» Problem details: Write out the items below word for word, omitting the pictures.

[Items from a pointing dataset]

★ ★ ★ ★ ★ ★ ★

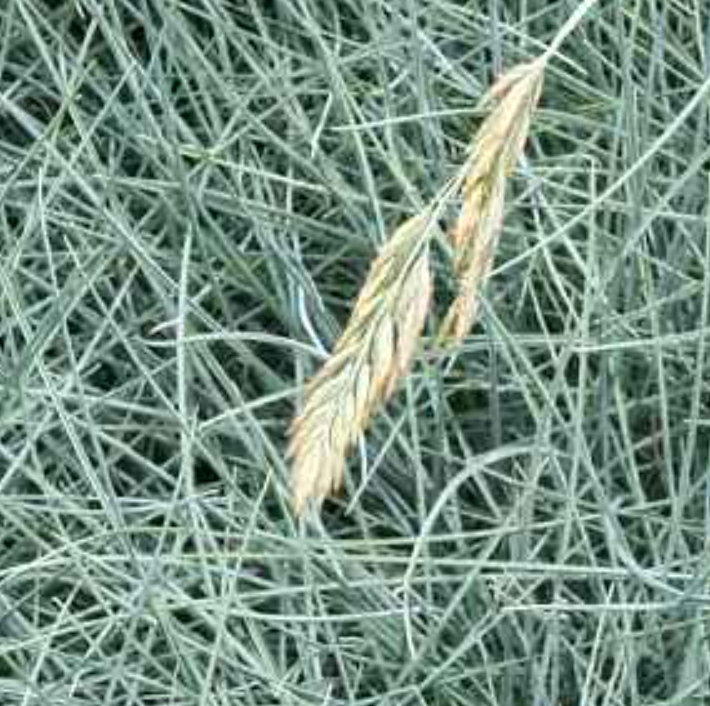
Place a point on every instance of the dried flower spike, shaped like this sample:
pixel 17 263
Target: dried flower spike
pixel 371 356
pixel 496 149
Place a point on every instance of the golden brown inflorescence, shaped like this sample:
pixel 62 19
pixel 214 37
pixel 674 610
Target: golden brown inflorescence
pixel 379 341
pixel 372 355
pixel 495 151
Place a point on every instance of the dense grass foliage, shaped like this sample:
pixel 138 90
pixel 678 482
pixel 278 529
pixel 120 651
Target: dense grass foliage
pixel 191 195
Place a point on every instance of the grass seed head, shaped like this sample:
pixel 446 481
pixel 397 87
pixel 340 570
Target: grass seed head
pixel 496 150
pixel 372 355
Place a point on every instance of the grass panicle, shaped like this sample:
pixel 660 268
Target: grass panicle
pixel 372 355
pixel 495 151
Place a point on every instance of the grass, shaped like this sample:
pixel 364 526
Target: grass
pixel 191 196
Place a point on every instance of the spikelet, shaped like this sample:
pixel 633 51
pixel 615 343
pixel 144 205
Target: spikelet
pixel 371 356
pixel 496 149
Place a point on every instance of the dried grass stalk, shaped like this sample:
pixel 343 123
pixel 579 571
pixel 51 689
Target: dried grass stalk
pixel 496 149
pixel 371 356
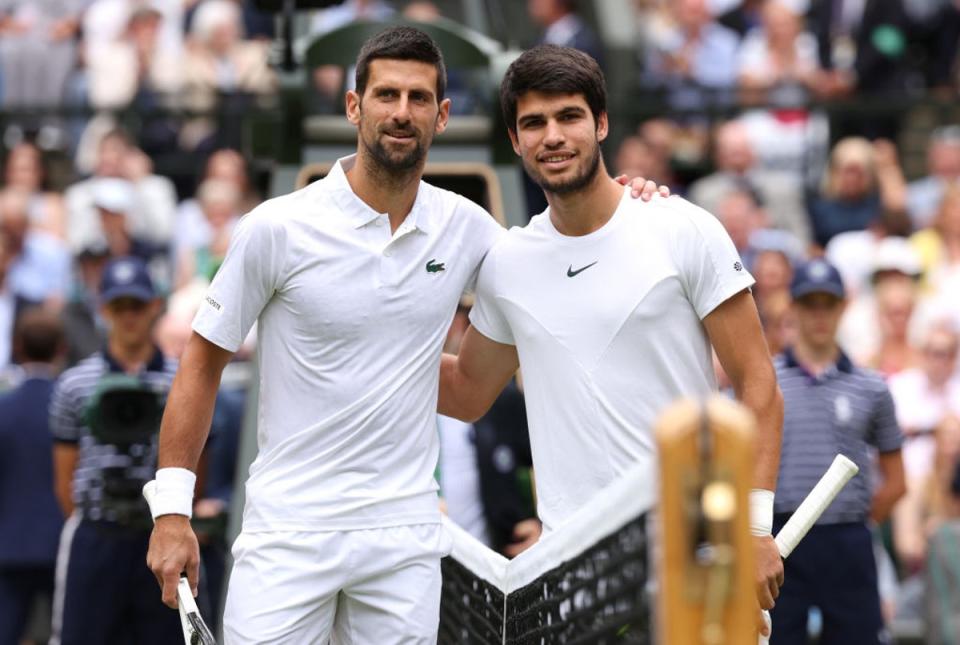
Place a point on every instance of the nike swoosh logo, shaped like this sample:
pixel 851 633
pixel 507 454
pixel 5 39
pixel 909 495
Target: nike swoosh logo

★ ★ ★ ★ ★ ★ ★

» Solution to the exercise:
Place a point on every instance of the dried flower spike, shaped like this sample:
pixel 17 263
Target: dried flower spike
pixel 371 356
pixel 496 149
Place a point on every instance of the golden brown inflorescence, shaped like this sample:
pixel 62 19
pixel 214 37
pixel 674 610
Target: golden brown inflorescence
pixel 379 341
pixel 372 355
pixel 495 151
Place a point on every instance of the dense grass foliage, shaped like this sample:
pixel 138 90
pixel 678 482
pixel 278 529
pixel 120 651
Target: dense grass foliage
pixel 191 195
Place a point on every instance of the grass seed head, shaped like this sample:
pixel 446 481
pixel 397 87
pixel 340 570
Target: grass seed head
pixel 496 150
pixel 372 355
Place a point on every instance of the grass panicle, shaped like this sample:
pixel 660 268
Target: grass panicle
pixel 372 355
pixel 495 151
Place a point on every instance of the grass, shaped like this sample:
pixel 364 526
Target: grass
pixel 191 196
Place a point on every instance of the spikelet, shaped like this sample:
pixel 633 51
pixel 615 343
pixel 144 205
Target: spikelet
pixel 371 356
pixel 496 149
Place a point on every instance of the dried grass stalk, shaped like this sample:
pixel 343 123
pixel 579 571
pixel 51 689
Target: dried grass stalk
pixel 496 149
pixel 371 356
Place a point on every instance of the nike swoosh logo, shaped like this sample:
pixel 851 633
pixel 507 454
pixel 5 39
pixel 909 495
Target: nike swoosh logo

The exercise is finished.